Start of Source text

I took a last good look. It may not have necessarily been my last look there, but it was definitely going to be a long time before I returned. Even if or when I return, not everything will be the same, as I was sure that more development was going to take place. So I just glanced into the mountains, wondered at the blue sky, and saw animals in the clouds as if I was never going to return again in case if that were true. When I committed these images to memory, I submitted myself onto the plane. Takeoff was soon after. I whispered a final farewell that no one heard, then we were in the clouds, heading for Xining. Then Xi’an. And finally, Shanghai. I allowed myself one tear throughout the whole of the way back. “The more I fly, the further away I get,” I remember thinking.
Following the flight to Shanghai, we drove a long way back to Suzhou. By the time we arrived at the apartment, I was ready to just crash. Somehow, I held myself together for half an hour before I surrendered to sleep.
The next two days were spent resting and packing. As a final meeting summarizing the trip and a goodbye to me, the people who went on the environmental trip in Suzhou at the time went to a nice and special restaurant for dinner. We shared what we learned, our thoughts, our feelings, and anything else that we wanted to say. I said more goodbyes when we were going to leave, this time to Coco and her family.

End of Source text
Start of Data listing

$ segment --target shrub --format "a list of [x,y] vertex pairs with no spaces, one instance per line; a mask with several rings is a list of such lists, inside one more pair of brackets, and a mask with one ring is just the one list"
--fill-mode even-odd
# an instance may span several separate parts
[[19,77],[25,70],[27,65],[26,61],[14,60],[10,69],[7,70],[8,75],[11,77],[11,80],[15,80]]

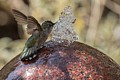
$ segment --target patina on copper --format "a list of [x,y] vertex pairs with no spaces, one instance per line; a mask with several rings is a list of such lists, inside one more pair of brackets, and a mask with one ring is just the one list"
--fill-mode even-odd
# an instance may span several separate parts
[[13,59],[0,71],[0,80],[120,80],[120,66],[83,43],[46,42],[33,62]]

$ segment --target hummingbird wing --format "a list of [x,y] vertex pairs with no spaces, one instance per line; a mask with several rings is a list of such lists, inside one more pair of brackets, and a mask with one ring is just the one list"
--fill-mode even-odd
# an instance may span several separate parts
[[28,22],[28,26],[27,26],[28,29],[38,29],[39,31],[43,31],[41,25],[33,16],[28,16],[27,22]]
[[18,10],[13,9],[13,16],[15,17],[15,20],[18,24],[27,24],[27,16],[25,16],[23,13],[21,13]]
[[32,34],[33,30],[38,29],[39,31],[43,31],[41,25],[38,23],[38,21],[32,17],[32,16],[26,16],[23,13],[21,13],[18,10],[13,9],[13,15],[15,17],[15,20],[18,22],[18,24],[27,24],[27,33]]
[[37,47],[34,46],[38,41],[38,35],[30,36],[30,38],[26,41],[25,47],[21,53],[20,59],[22,61],[32,59],[34,55],[36,55]]

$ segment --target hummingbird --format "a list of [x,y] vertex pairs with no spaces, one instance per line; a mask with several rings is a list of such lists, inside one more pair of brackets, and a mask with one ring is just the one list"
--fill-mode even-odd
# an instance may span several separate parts
[[54,23],[51,21],[44,21],[42,25],[40,25],[33,16],[26,16],[15,9],[12,11],[18,24],[26,24],[27,33],[31,35],[26,41],[23,51],[21,52],[20,60],[32,60],[37,56],[37,50],[40,49],[47,40]]

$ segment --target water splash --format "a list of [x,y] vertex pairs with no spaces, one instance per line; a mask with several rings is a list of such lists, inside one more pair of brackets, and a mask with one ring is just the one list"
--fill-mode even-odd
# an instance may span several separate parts
[[52,40],[59,43],[67,41],[72,43],[78,40],[78,36],[74,32],[73,25],[75,23],[75,16],[72,13],[70,6],[66,7],[61,13],[59,20],[54,25],[52,31]]

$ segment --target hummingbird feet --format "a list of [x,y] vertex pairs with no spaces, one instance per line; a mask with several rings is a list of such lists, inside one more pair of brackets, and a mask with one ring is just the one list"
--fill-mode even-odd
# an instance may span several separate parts
[[24,51],[21,54],[20,60],[21,61],[30,61],[36,57],[37,57],[37,48],[31,47],[31,48],[24,49]]

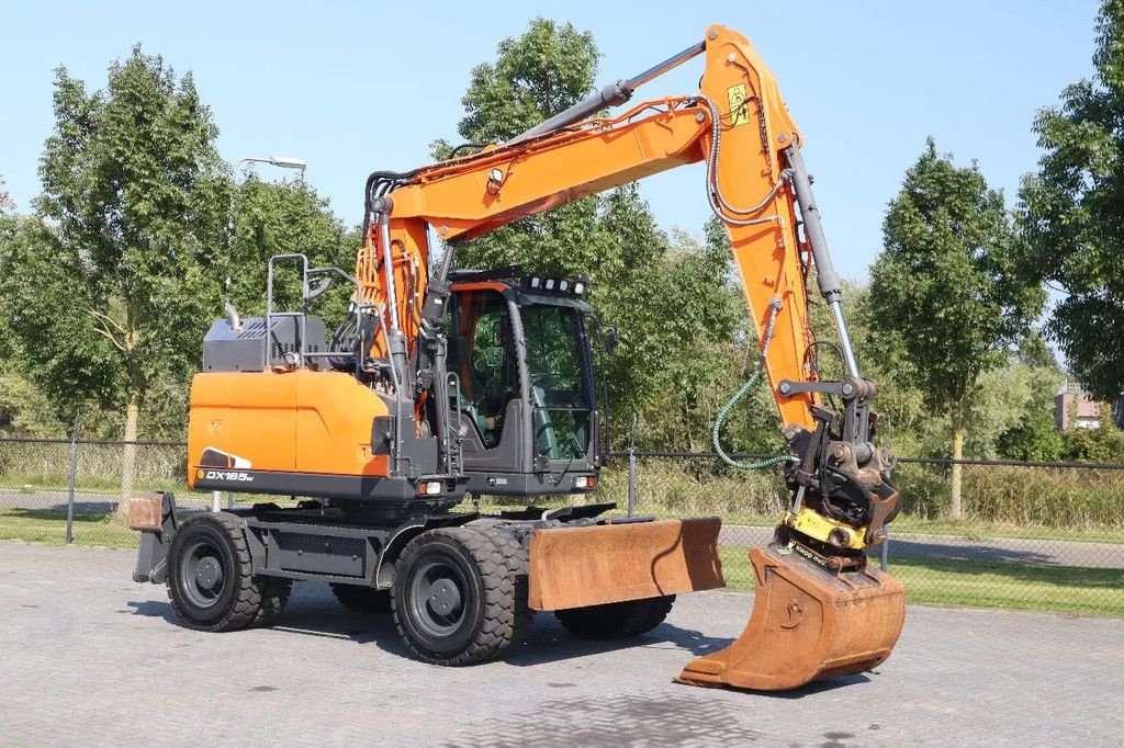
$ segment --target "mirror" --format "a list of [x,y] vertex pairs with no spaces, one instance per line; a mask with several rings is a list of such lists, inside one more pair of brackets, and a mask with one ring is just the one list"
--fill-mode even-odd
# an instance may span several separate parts
[[608,325],[605,328],[605,353],[613,355],[613,352],[617,349],[617,326]]
[[330,275],[327,277],[321,277],[319,281],[317,281],[316,285],[314,285],[308,290],[308,295],[305,297],[305,300],[311,301],[312,299],[317,298],[318,295],[330,289],[335,282],[336,279],[332,277]]

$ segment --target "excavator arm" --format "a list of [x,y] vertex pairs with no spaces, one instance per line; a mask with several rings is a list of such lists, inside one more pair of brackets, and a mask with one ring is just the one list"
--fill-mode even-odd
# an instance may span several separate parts
[[[611,117],[588,116],[696,55],[705,56],[697,94],[644,101]],[[508,143],[407,174],[375,173],[368,184],[368,241],[356,268],[363,300],[389,312],[388,335],[375,339],[373,353],[398,361],[399,378],[418,380],[420,394],[439,378],[432,373],[433,345],[459,241],[703,162],[703,197],[729,235],[764,371],[795,451],[788,473],[795,496],[786,523],[821,554],[874,545],[897,507],[887,480],[892,456],[872,441],[869,403],[877,387],[859,374],[801,142],[776,77],[750,43],[713,26],[703,43]],[[426,277],[429,227],[450,248],[434,279]],[[847,370],[841,382],[819,377],[808,309],[813,274],[839,334]],[[407,365],[411,361],[417,364]],[[824,408],[824,395],[842,400],[843,411]]]
[[[697,93],[601,113],[697,55],[705,58]],[[381,330],[369,353],[390,362],[396,391],[408,393],[420,413],[428,398],[448,402],[447,392],[439,391],[445,382],[442,326],[457,243],[651,174],[706,165],[701,197],[728,231],[792,451],[786,469],[792,503],[776,541],[751,554],[758,605],[746,631],[725,650],[689,664],[679,677],[683,683],[787,688],[869,669],[889,656],[904,620],[901,585],[868,567],[863,553],[883,539],[882,528],[897,511],[898,493],[889,480],[894,457],[873,444],[877,418],[870,401],[877,386],[862,378],[851,348],[842,289],[800,155],[803,142],[773,74],[750,43],[711,26],[700,44],[507,143],[408,173],[377,172],[368,182],[368,232],[356,281],[360,301],[378,316]],[[432,277],[430,231],[446,244]],[[809,316],[813,280],[837,332],[837,344],[831,345],[845,364],[840,381],[821,377],[821,341]],[[828,400],[842,407],[827,408]],[[597,549],[593,555],[650,545],[642,532],[626,528],[552,537],[571,542],[572,536],[573,542]],[[606,542],[610,531],[620,541]],[[532,589],[536,574],[549,577],[556,571],[558,559],[582,555],[572,546],[554,548],[553,555],[544,548],[536,550],[532,539]],[[647,557],[640,550],[636,558]],[[609,563],[600,567],[614,568]],[[602,576],[589,586],[611,587],[613,572]]]

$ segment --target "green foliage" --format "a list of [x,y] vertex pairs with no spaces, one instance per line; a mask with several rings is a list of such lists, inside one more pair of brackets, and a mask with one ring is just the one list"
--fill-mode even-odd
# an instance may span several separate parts
[[[501,42],[493,63],[473,70],[457,128],[482,144],[508,139],[588,94],[599,54],[592,36],[535,19],[526,33]],[[434,144],[436,157],[448,144]],[[709,421],[742,381],[750,347],[741,294],[729,283],[729,249],[720,226],[707,241],[660,231],[635,184],[591,195],[457,245],[457,264],[591,276],[590,301],[619,328],[607,362],[609,399],[620,446],[634,412],[644,421],[646,448],[706,448]],[[774,410],[771,402],[763,411]],[[761,420],[759,418],[759,420]],[[768,420],[770,427],[773,426]],[[735,448],[752,448],[754,430],[735,419]],[[760,446],[760,445],[759,445]]]
[[563,111],[592,88],[600,53],[589,31],[535,18],[472,69],[457,131],[470,143],[506,140]]
[[44,220],[22,224],[3,280],[12,328],[56,402],[135,413],[156,382],[182,385],[218,305],[228,193],[217,129],[191,75],[139,47],[110,66],[105,91],[60,69],[54,109]]
[[879,337],[904,352],[903,380],[933,409],[960,407],[1028,330],[1044,293],[1016,272],[1003,195],[930,139],[906,172],[872,271]]
[[[310,266],[334,265],[352,273],[360,246],[357,229],[348,229],[328,202],[303,180],[272,183],[251,176],[234,199],[234,237],[229,258],[230,300],[243,316],[265,313],[266,263],[280,254],[301,253]],[[314,301],[312,313],[329,332],[346,314],[352,289],[342,279]],[[300,271],[296,261],[275,266],[273,308],[300,308]],[[217,309],[215,310],[217,311]]]
[[1124,393],[1116,341],[1124,339],[1124,2],[1105,0],[1093,80],[1067,86],[1039,111],[1045,152],[1019,190],[1025,270],[1064,291],[1046,331],[1085,387]]

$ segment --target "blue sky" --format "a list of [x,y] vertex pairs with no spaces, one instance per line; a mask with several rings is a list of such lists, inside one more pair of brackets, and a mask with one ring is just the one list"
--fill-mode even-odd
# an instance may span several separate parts
[[[53,69],[102,88],[109,62],[140,42],[194,73],[224,157],[306,159],[308,181],[353,224],[366,174],[425,163],[430,140],[455,140],[469,71],[535,16],[592,31],[602,83],[679,52],[710,22],[745,34],[807,140],[836,263],[863,277],[886,203],[928,135],[961,163],[977,158],[1013,203],[1039,155],[1035,110],[1091,74],[1096,2],[12,3],[0,24],[0,174],[27,210]],[[696,61],[637,97],[691,92],[698,74]],[[642,189],[661,226],[698,231],[703,182],[700,167],[685,167]]]

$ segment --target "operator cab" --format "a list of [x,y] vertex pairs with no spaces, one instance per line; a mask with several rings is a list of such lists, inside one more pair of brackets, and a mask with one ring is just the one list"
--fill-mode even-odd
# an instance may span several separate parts
[[[513,277],[514,275],[514,277]],[[469,491],[580,493],[597,475],[587,279],[451,273],[450,411]]]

End of Data listing

[Assignment A]
In the travel account, how long did the narrator stay awake after arriving at the apartment?
[Assignment B]
Rewrite the travel account from "I took a last" to "I remember thinking.", swapping "mountains" for "hills".

[Solution A]
Half an hour.

[Solution B]
I took a last good look. It may not have necessarily been my last look there, but it was definitely going to be a long time before I returned. Even if or when I return, not everything will be the same, as I was sure that more development was going to take place. So I just glanced into the hills, wondered at the blue sky, and saw animals in the clouds as if I was never going to return again in case if that were true. When I committed these images to memory, I submitted myself onto the plane. Takeoff was soon after. I whispered a final farewell that no one heard, then we were in the clouds, heading for Xining. Then Xi’an. And finally, Shanghai. I allowed myself one tear throughout the whole of the way back. “The more I fly, the further away I get,” I remember thinking.